## REQUEST 1
Please reproduce word for word the part of the mead post starting at "Well that's tricky;" and ending at "than wine yeasts.".
## REQUEST 2
Say whether each statement below agrees with the mead post, answering yes or no and quoting the words of the post that decide it. (a) For a finished mead that is too dry, the post recommends fermenting to dryness, stabilizing with potassium sorbate, and sweetening before bottling. (b) The post says beer yeast is more alcohol-tolerant than wine yeasts. (c) The post says the desired residual sweetness is best achieved at the recipe formulation stage.
## REQUEST 3
Write the next part of the mead post, picking up after its final sentence.

** begin TEXT **

# When to stop?



## Ben Brewcat (Oct 27, 2004)

Well that's tricky; making a mead with the desired residual sweetness is best accomplished in the recipe formulation stage by selecting a starting gravity a few points more than the alcohol your yeast strain can produce. You could 1) start with more honey, 2) use a less alcohol tolerant strain (not using Champage yeast I hope, that'll ferment all the sugar out of a Disney movie  ), or 3) ferment to dryness, stabilize with potassium sorbate (preventing the yeast from waking up and eating the new honey), and sweeten to taste before bottling. If your mead is done but too dry, this is the method I recommend. This is also about the only way to make lower-alcohol meads with some residual sweetness. You can use beer yeast for meads which is less alcohol-tolerant than wine yeasts.

** end TEXT **
** begin DATA BLOCK **

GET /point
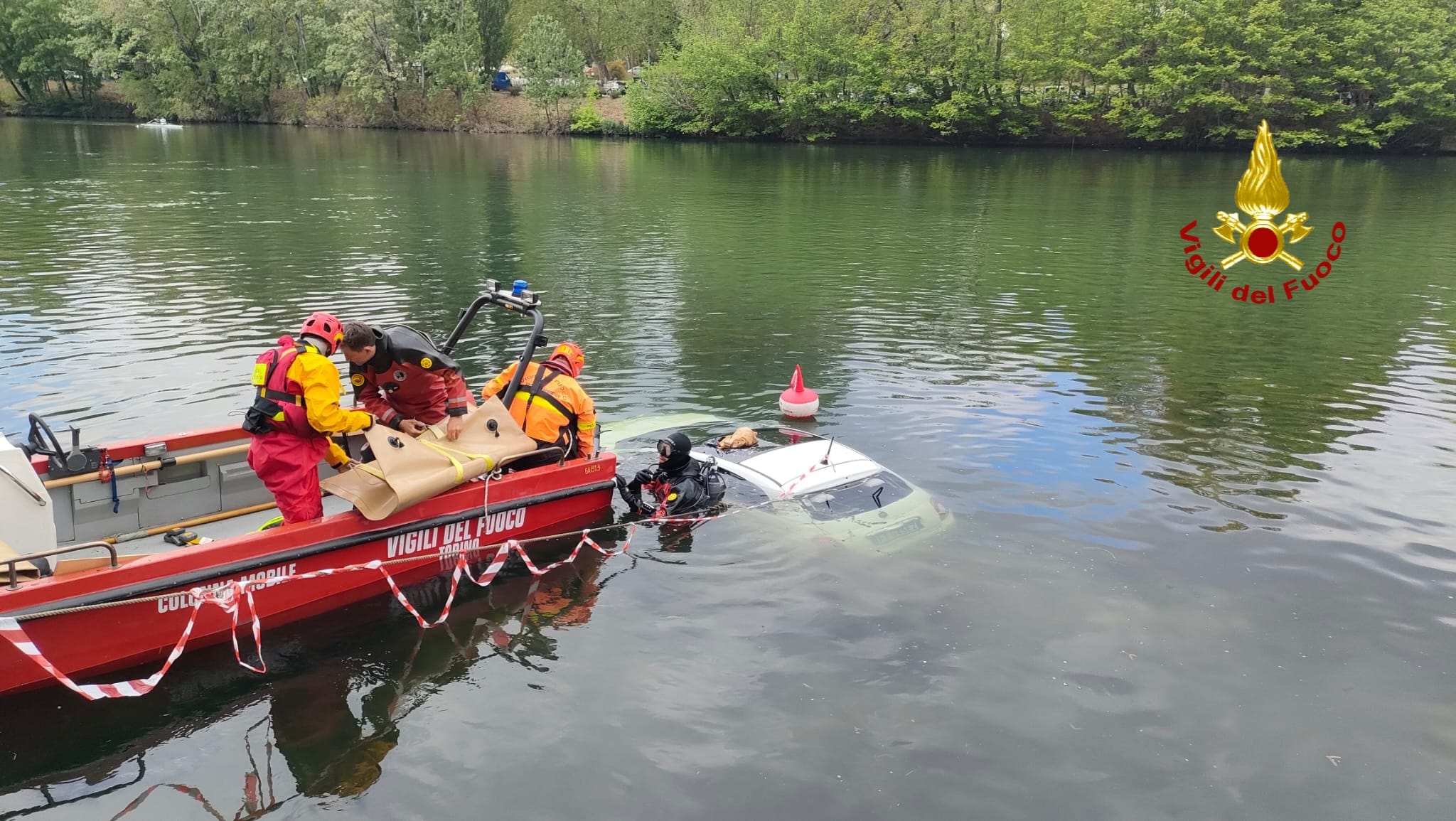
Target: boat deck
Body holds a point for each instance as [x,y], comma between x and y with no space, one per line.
[220,530]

** end DATA BLOCK **

## WRITTEN RESPONSE 1
Well that's tricky; making a mead with the desired residual sweetness is best accomplished in the recipe formulation stage by selecting a starting gravity a few points more than the alcohol your yeast strain can produce. You could 1) start with more honey, 2) use a less alcohol tolerant strain (not using Champage yeast I hope, that'll ferment all the sugar out of a Disney movie  ), or 3) ferment to dryness, stabilize with potassium sorbate (preventing the yeast from waking up and eating the new honey), and sweeten to taste before bottling. If your mead is done but too dry, this is the method I recommend. This is also about the only way to make lower-alcohol meads with some residual sweetness. You can use beer yeast for meads which is less alcohol-tolerant than wine yeasts.

## WRITTEN RESPONSE 2
(a) Yes: "If your mead is done but too dry, this is the method I recommend."
(b) No: "You can use beer yeast for meads which is less alcohol-tolerant than wine yeasts."
(c) Yes: "making a mead with the desired residual sweetness is best accomplished in the recipe formulation stage"

## WRITTEN RESPONSE 3
Mid-ferment stopping is pretty chancy. You can try chilling it down to precipitate the yeast out and then racking. Then sulfite and add potassium sorbate. Be aware of course you won't be able to naturally carbonate the mead in case that was part of the plan (if you bottled mead with residual sugar and active yeast, you'll get gushers of you're lucky and grenades if you're less lucky). 

If you don't need to sparkle it, ferment dry, stabilize, and sweeten.


----------



## nursebee (Sep 29, 2003)

I agree with the first paragraph. Get a hydrometer! If not sweet when you rack add more honey. Repeat prn


----------



## AndrewSchwab (Dec 9, 2005)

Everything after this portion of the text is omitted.